### Raw records
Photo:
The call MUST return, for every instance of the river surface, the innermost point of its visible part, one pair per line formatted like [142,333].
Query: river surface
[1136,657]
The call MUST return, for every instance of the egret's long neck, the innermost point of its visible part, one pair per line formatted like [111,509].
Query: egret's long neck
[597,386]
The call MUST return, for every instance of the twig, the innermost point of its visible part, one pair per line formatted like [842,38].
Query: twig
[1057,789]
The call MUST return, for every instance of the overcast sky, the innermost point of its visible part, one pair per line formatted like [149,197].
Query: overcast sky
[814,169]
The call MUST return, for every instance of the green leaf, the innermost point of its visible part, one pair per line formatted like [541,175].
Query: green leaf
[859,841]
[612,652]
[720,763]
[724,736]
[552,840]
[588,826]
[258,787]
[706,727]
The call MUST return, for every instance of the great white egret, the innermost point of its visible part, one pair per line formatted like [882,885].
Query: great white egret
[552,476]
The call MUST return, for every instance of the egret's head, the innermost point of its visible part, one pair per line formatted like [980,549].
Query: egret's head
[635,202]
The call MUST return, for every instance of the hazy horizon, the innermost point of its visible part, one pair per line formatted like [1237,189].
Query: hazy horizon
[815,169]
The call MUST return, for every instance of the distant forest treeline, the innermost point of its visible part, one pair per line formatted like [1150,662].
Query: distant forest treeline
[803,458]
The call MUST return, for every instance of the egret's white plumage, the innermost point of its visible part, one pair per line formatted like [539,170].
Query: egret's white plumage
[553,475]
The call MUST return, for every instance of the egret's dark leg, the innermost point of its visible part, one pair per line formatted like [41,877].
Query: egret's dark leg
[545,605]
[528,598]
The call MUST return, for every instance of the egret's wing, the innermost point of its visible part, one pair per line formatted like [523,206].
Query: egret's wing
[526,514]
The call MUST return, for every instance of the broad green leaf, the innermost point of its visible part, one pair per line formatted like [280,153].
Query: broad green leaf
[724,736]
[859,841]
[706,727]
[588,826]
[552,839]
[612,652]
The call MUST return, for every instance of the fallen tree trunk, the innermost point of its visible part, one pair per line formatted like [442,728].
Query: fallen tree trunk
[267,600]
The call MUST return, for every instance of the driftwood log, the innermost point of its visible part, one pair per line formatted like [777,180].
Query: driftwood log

### Short problem
Reproduce all of the data above, substituting "center point" for each occurrence of "innermost point" and leaving everything else unchanged.

### Written response
Photo:
The call MUST return, for every instance of the river surface, the center point of its visible part, one pair per line formatted like [142,333].
Query: river surface
[1136,657]
The call MUST return, for every instance of the egret's long neck, the center point of its visible part, one pair per line formatted like [111,509].
Query: egret's long neck
[597,386]
The call MUST return, for every instance of the twig, the center point of its visible part, one pair per line formatted like [842,38].
Query: twig
[1057,789]
The call MUST return, for every instance of the overcast sky, the center point of its visible part, one pair per line formatted like [149,197].
Query: overcast sky
[814,169]
The call MUST return, for every instance of the green leaf, the center point of its visible part, one pair per line formatted like [541,175].
Query: green leaf
[859,841]
[612,652]
[720,763]
[724,736]
[552,840]
[588,826]
[258,787]
[706,727]
The call MUST return, for every instance of the great white egret, the center point of its visible part, one pair per line formatted like [882,885].
Query: great white egret
[552,476]
The call MUST return, for every instance of the egret's head, the center point of its visible part, one pair per line formatted like [980,549].
Query: egret's head
[635,202]
The call MUST return, for every instance of the hazy horizon, the center point of its visible part, one pair per line formatted like [1237,189].
Query: hazy horizon
[815,169]
The call MUST return, for every instance of the distant forest treeline, the center point of its visible part, one pair per line formatted like [1150,662].
Query: distant forest treeline
[803,458]
The call MUST return, for every instance of the egret's white plumage, the center point of its visible part, one pair per line formatted like [539,170].
Query: egret's white plumage
[553,475]
The call MUST return, for every instance of the egret's dark leg, the center point of its visible part, one pair per line formatted like [41,877].
Query: egret's dark leg
[545,605]
[528,598]
The call MUST return, for every instance of the egret's wing, the center point of its visible part, one pair per line formatted like [523,206].
Query: egret's wing
[526,514]
The call MUST return, for every instance of the broad green leaf, the center point of its visible part, one pair per line formatted like [280,153].
Query: broad green leaf
[724,736]
[859,841]
[706,727]
[588,826]
[552,839]
[612,652]
The call MUST return, for every instance of the fallen tree trunk, the center point of its visible part, one pair per line formatted like [442,728].
Query: fallen tree trunk
[267,600]
The call MUST return, for every instance of the driftwood log, the center point of its visible part, one pair per line formatted like [777,180].
Query: driftwood log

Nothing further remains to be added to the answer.